Task goal: State how many lines below contain the string "response", giving only the number.

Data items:
******************************

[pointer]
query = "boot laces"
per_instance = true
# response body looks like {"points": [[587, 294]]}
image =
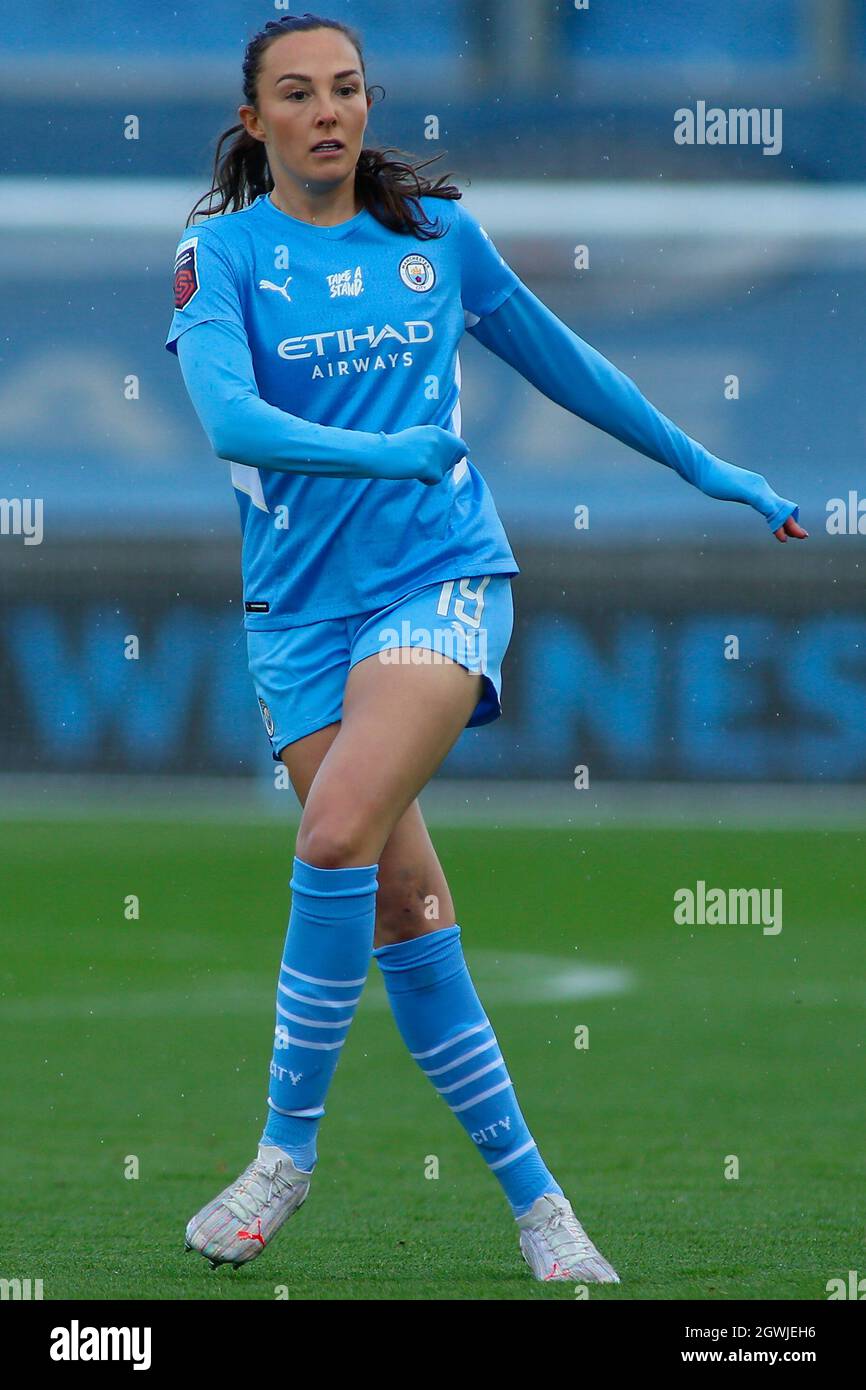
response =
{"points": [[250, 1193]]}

******************************

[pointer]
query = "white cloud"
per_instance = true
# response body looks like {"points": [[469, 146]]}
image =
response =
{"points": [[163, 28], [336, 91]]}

******************************

Result for this task: 4